Source text:
┄┄┄┄┄┄┄┄┄┄

One of the concerns on many people’s minds is what will happen to the Affordable Care Act. Lake Effect essayist Avi Lank is one of them:

As plans to repeal and replace Obamacare pick up steam, historically minded Republicans are thinking about the bloody shirt - no, not a medical bloody shirt, but a political one. For decades after the Civil War, the Republican Party used "waiving the bloody shirt" as a sure-fire device for winning presidential elections.

The term was shorthand for reminding the electorate that it was a Republican, Abraham Lincoln, who led the country to victory in the Civil War while many Democrats sympathized with the south. Except for Grover Cleveland's victories in 1884 and 1892, it helped the GOP in every election from 1868 to 1912.

The Republicans had a winning issue, and they stuck with it. Something similar has happened since 2010 with Obamacare. For the last six years, Republicans have used President Obama's signature legislative achievement to bludgeon every Democrat in sight, and it has worked. Now, the Grand Old Party faces the challenge of how it can continue to use Obamacare as a political club when it has the ability to completely obliterate the program.

Some Republicans wanted to set things up so that Obamacare's death would linger, at least enough to make it an issue in the 2018 elections. But the politics have shifted.

At his news conference last Wednesday, President-Elect Donald Trump threw in the bloody shirt, saying he wants Obamacare to be repealed and replaced at approximately the same time. Already, many Democrats are calling this so-far unknown Republican replacement a way to Make America Sick Again, a cute play on the baseball cap slogan of Trump's presidential campaign. But Democrats using that as a bloody shirt is as cynical as the Republicans using Obamacare as a political club for all these years.

┄┄┄┄┄┄┄┄┄┄

What needs to be done:
Copy the whole essay on Obamacare and the bloody shirt word for word. The entries that come next are not needed for this work.

┄┄┄┄┄┄┄┄┄┄

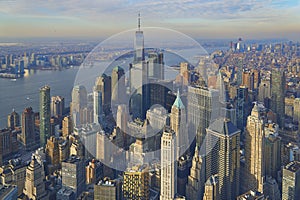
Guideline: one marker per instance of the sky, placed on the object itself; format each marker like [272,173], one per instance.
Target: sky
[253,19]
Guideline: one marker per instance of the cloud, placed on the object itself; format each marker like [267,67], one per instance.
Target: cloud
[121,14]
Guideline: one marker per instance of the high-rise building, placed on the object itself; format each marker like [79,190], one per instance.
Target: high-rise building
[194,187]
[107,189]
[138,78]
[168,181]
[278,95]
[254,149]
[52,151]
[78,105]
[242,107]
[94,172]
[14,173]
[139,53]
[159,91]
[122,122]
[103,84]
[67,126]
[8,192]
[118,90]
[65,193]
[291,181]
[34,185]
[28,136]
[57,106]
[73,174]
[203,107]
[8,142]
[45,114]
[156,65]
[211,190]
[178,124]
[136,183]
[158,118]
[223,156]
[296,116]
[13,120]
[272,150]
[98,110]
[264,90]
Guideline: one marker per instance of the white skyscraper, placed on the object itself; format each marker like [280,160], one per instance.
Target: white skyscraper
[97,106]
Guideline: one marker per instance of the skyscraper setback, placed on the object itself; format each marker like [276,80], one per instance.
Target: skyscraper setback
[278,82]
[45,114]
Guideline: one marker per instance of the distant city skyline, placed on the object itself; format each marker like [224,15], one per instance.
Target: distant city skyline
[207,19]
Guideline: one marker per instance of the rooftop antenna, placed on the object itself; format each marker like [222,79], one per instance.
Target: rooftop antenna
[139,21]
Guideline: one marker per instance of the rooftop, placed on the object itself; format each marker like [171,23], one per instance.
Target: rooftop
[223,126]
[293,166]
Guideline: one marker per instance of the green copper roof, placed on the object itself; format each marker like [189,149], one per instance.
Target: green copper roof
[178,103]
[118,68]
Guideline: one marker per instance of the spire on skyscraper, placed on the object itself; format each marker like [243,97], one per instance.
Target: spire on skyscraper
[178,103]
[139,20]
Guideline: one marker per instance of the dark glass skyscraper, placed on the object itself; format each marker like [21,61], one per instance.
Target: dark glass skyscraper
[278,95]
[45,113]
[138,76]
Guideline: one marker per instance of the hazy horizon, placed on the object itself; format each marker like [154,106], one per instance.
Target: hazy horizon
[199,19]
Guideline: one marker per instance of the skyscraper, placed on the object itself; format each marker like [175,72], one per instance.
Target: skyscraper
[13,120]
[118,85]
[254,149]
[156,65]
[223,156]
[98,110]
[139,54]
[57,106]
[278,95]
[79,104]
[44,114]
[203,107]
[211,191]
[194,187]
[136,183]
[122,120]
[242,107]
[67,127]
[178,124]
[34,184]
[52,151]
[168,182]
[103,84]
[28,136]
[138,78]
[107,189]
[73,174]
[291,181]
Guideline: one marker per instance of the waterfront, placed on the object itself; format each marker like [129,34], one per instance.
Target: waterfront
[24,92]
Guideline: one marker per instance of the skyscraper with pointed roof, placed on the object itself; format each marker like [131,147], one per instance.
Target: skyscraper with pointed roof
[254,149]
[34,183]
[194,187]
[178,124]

┄┄┄┄┄┄┄┄┄┄

Exercise result:
One of the concerns on many people’s minds is what will happen to the Affordable Care Act. Lake Effect essayist Avi Lank is one of them:

As plans to repeal and replace Obamacare pick up steam, historically minded Republicans are thinking about the bloody shirt - no, not a medical bloody shirt, but a political one. For decades after the Civil War, the Republican Party used "waiving the bloody shirt" as a sure-fire device for winning presidential elections.

The term was shorthand for reminding the electorate that it was a Republican, Abraham Lincoln, who led the country to victory in the Civil War while many Democrats sympathized with the south. Except for Grover Cleveland's victories in 1884 and 1892, it helped the GOP in every election from 1868 to 1912.

The Republicans had a winning issue, and they stuck with it. Something similar has happened since 2010 with Obamacare. For the last six years, Republicans have used President Obama's signature legislative achievement to bludgeon every Democrat in sight, and it has worked. Now, the Grand Old Party faces the challenge of how it can continue to use Obamacare as a political club when it has the ability to completely obliterate the program.

Some Republicans wanted to set things up so that Obamacare's death would linger, at least enough to make it an issue in the 2018 elections. But the politics have shifted.

At his news conference last Wednesday, President-Elect Donald Trump threw in the bloody shirt, saying he wants Obamacare to be repealed and replaced at approximately the same time. Already, many Democrats are calling this so-far unknown Republican replacement a way to Make America Sick Again, a cute play on the baseball cap slogan of Trump's presidential campaign. But Democrats using that as a bloody shirt is as cynical as the Republicans using Obamacare as a political club for all these years.